_Task requirements_
The records come next. Copy all of them exactly.

Data records
◆ ◆ ◆ ◆ ◆ ◆ ◆

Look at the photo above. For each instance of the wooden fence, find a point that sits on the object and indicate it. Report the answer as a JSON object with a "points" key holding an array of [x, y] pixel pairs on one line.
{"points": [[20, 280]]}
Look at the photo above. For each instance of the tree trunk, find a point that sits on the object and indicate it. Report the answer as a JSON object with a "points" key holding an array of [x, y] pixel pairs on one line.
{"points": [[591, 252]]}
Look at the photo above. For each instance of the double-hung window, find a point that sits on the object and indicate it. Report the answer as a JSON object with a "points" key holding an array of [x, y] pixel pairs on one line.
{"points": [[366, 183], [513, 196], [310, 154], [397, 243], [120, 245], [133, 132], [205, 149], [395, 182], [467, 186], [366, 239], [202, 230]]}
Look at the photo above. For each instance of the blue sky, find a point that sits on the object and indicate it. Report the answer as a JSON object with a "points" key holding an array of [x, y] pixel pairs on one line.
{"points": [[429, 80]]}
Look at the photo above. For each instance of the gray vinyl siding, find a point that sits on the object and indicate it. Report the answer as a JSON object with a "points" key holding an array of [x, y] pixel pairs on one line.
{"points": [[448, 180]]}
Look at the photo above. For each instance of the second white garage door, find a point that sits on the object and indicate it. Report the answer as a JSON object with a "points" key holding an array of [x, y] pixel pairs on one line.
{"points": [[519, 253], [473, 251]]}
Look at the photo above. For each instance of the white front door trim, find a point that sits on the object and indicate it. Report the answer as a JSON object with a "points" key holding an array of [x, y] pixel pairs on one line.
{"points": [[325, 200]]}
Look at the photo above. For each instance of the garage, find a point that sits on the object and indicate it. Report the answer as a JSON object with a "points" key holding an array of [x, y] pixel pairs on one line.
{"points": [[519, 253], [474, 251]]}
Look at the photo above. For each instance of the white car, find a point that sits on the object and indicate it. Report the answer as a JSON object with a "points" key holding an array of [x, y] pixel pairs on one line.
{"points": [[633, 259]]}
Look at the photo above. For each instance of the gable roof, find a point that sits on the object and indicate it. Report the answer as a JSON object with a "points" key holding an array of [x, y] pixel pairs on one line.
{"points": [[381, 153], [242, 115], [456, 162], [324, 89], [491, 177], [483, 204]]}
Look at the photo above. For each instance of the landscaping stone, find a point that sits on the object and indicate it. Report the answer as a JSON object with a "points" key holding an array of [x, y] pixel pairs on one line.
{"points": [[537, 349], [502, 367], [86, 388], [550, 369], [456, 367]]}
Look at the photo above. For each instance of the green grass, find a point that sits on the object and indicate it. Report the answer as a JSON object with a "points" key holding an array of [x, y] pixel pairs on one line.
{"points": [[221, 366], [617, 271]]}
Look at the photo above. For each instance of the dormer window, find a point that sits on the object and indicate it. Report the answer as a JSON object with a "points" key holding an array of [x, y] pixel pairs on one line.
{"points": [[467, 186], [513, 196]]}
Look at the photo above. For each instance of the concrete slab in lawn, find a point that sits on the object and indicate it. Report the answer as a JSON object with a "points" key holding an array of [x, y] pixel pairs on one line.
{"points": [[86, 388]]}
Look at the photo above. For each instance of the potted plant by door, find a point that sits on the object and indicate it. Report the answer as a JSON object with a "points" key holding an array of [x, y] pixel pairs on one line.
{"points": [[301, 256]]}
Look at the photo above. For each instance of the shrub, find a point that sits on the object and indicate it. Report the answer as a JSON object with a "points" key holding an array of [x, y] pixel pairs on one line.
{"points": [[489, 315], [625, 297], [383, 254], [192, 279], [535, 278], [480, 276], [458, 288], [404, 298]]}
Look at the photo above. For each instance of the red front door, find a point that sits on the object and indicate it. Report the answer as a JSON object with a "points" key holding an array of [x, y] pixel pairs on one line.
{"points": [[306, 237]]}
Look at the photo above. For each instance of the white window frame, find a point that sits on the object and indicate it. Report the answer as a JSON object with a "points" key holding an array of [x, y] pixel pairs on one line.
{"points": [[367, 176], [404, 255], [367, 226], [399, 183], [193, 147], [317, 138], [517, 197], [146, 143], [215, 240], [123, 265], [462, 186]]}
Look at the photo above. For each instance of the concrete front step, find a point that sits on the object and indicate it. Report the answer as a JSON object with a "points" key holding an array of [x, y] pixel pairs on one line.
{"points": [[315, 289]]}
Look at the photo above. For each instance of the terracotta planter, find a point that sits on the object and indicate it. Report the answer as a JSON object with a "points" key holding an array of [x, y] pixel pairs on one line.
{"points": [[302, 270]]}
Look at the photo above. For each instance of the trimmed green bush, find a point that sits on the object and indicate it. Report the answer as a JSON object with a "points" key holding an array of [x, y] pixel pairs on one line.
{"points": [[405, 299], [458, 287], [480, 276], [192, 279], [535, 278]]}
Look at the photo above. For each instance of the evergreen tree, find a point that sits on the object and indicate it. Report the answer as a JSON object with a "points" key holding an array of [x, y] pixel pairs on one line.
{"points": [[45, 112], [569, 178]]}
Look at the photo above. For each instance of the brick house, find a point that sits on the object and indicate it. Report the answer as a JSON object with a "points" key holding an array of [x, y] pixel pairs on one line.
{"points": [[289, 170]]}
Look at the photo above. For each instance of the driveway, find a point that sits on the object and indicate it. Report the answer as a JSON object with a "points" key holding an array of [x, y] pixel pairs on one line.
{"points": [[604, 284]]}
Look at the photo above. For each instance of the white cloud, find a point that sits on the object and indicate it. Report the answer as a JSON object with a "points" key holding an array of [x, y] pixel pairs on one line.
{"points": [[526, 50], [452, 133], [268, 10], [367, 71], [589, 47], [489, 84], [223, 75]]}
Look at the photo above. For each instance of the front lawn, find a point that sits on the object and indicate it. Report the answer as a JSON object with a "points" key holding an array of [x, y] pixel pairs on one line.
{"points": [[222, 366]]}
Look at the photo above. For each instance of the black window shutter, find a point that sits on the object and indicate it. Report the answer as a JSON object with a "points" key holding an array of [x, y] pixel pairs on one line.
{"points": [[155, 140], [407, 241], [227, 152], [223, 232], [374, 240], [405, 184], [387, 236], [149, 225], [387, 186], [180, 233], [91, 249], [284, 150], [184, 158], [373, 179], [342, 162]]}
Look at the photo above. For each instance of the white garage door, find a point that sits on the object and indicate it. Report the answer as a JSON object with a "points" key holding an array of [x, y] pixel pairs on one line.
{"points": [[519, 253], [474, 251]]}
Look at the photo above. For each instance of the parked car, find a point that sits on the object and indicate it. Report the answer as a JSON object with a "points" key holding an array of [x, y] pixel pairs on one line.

◆ ◆ ◆ ◆ ◆ ◆ ◆

_Reply_
Look at the photo above. For each instance of the wooden fence, find a point that sits on the object and indicate it. Report the answer as a JSON object with a "points" key holding an array of [x, y] pixel pairs on one line.
{"points": [[20, 280]]}
Look at the photo above. For each instance of the tree trunk, find a point that sits on the object and indicate it. Report the answer as a JSON object with a "points" key holding an array of [x, y] pixel pairs on one line.
{"points": [[591, 252]]}
Look at the photo above. For each instance of the double-hung window, find a point that sits on the object and indicate it. Report the answer as a JSON object with a "points" key holding an array of [x, y] pixel pairs on one line.
{"points": [[366, 183], [513, 196], [310, 154], [397, 243], [120, 245], [133, 132], [205, 149], [395, 182], [467, 186], [366, 239], [202, 230]]}
Look at the photo above. For each instance of the blue sky, find a point that sits on the object and indicate it. Report the answer as a JSON object with a "points" key holding an array of [x, y] pixel pairs on one line.
{"points": [[429, 80]]}
Look at the photo above. For each instance of the gray vinyl siding, find a point that sits on the object and indicate it. Report the answer as a JSON object with a "points" key holding an array of [x, y] pixel pairs on one line.
{"points": [[448, 180]]}
Look at the photo above. For each instance of the second white garage door, find a point that sits on the object and indicate it. Report the answer as a JSON object with a "points" key holding an array of [x, y] pixel pairs on one line.
{"points": [[519, 253], [473, 251]]}
Look at the photo above. For each instance of the white front door trim, find a point that sits on the object and indicate it. Report the answer as a JSON object with a "points" key holding an array of [x, y] pixel pairs on one line.
{"points": [[325, 200]]}
Look at the photo above. For each instance of the garage, find a point that sits on the object and indicate it. Report the answer as a JSON object with a "points" key holding an array of [x, y] pixel pairs on one line.
{"points": [[519, 253], [474, 251]]}
Look at the photo above. For each instance of the white car, find a point that sits on the object and indicate it. Report the answer as a JSON object with a "points" key holding an array of [x, y] pixel pairs on one line.
{"points": [[633, 259]]}
Look at the photo above. For each instance of the gable roof, find a point that sits on the object and indicate it. Report the answer as a JSON object with a "points" key holding an array of [x, y] pixel pairs on one line.
{"points": [[381, 153], [242, 115], [456, 162], [324, 89], [491, 177], [483, 204]]}
Look at the photo above. For each instance of the landscaping stone, find a point that sits on the object and indicate it. Report the answer as a JSON object with a "points" key holding an array of [x, y] pixel pairs on one line.
{"points": [[537, 349], [502, 367], [86, 388], [550, 369], [456, 367]]}
Look at the photo above. For each instance of the green grass, find a point that sits on the object and indicate it. Report the answer as a JSON object with a "points" key holding an array of [x, y] pixel pairs on one line.
{"points": [[221, 366], [617, 271]]}
Look at the photo above. For each instance of the dormer window, find a point that sits on the object and indicate it. Report the answer as a JSON object with a "points" key holding an array of [x, y] pixel pairs on one line.
{"points": [[467, 186], [513, 196]]}
Look at the photo above. For each instance of the concrete slab in lawn, find a point that sits on the object and indicate it. Report the answer as a JSON object with a "points" key holding an array of [x, y] pixel pairs on one line.
{"points": [[86, 388]]}
Look at the photo above. For each instance of the potted plant by door, find a point that sits on the object and indicate it. Report the answer as a JSON object with a "points" key holding an array of [x, y] pixel pairs on one line.
{"points": [[301, 256]]}
Look at the photo above. For each instance of the shrub, find a point that sits on the object and indicate it. Report the answer as a JSON object with a "points" key holding an array of [x, y] pixel pairs on one line.
{"points": [[489, 315], [625, 297], [383, 254], [192, 279], [535, 278], [480, 276], [458, 288], [404, 298]]}
Look at the photo above. For each instance of the red front door, find a point that sits on the object and indicate it. Report the answer as a JSON object with a "points" key holding an array of [x, y] pixel pairs on one line.
{"points": [[306, 237]]}
Look at the photo above. For each instance of the white window frame, find a point that sits on the object and indicate it. Report the answer as a JSON object with a "points" key holding an array of [x, y] pixel pairs on one line.
{"points": [[367, 176], [404, 255], [367, 226], [399, 183], [193, 147], [317, 138], [517, 197], [146, 143], [215, 240], [123, 265], [462, 186]]}
Look at the photo above. For each instance of the concrete front step, find a point that sits on the object and indicate it. Report the answer as a JSON object with a "points" key holding an array of [x, y] pixel pairs on one line.
{"points": [[315, 289]]}
Look at the photo above. For each instance of the terracotta planter, find a point that sits on the object and indicate it. Report the answer as a JSON object with a "points" key holding an array of [x, y] pixel pairs on one line.
{"points": [[302, 270]]}
Look at the photo above. For each instance of the trimmed green bush, find a point that sits on the object and indicate it. Report the answer as a JSON object with a "points" key holding an array of [x, y] pixel pairs on one line.
{"points": [[405, 299], [458, 287], [480, 276], [192, 279], [535, 278]]}
Look at the photo above. For each instance of the evergreen tree, find a point that sits on the object and indicate it. Report the answer as a JSON object with a "points" key holding an array of [x, y] pixel pairs on one line.
{"points": [[45, 112], [569, 178]]}
Look at the photo above. For each instance of the brick house, find a point that sits on the object and indicate it. Report the answer as a JSON object with a "points" key holding an array of [x, y] pixel pairs on one line.
{"points": [[289, 170]]}
Look at the photo above. For each instance of the driveway, find a point that sits on the object and indicate it. Report the answer as a JSON object with a "points" key holding an array of [x, y] pixel pairs on one line.
{"points": [[604, 284]]}
Look at the photo above. For each instance of the white cloud, find a point that sits on the object and indicate it. Report the answer as a JSON object with a "points" key holding an array of [x, y] pixel pairs on one line.
{"points": [[526, 50], [452, 133], [268, 10], [367, 71], [589, 47], [489, 84], [223, 75]]}
Look at the photo above. For each instance of the front lawn, find a point that sits on the object and indicate it. Report the answer as a JSON object with a "points" key holding an array of [x, y] pixel pairs on one line.
{"points": [[222, 366]]}
Look at the photo above. For each instance of the black window shutter, find a point that sits on the object and indicate it. Report the answer as a JSON object with a "points" key holding an array of [x, y] pixel pairs on one line.
{"points": [[155, 140], [407, 241], [227, 152], [223, 232], [374, 240], [405, 184], [387, 236], [149, 225], [387, 186], [180, 233], [91, 249], [284, 150], [184, 158], [373, 179], [342, 162]]}
Look at the photo above. For each instance of the white garage door, find a point that sits on the object and indicate it. Report the answer as a JSON object with a "points" key holding an array of [x, y] pixel pairs on one line.
{"points": [[519, 253], [474, 251]]}
Look at the photo above. For each instance of the parked car, find a point that sits on the object and indicate it. Report the answer as a JSON object with a "points" key holding an array of [x, y] pixel pairs on one line.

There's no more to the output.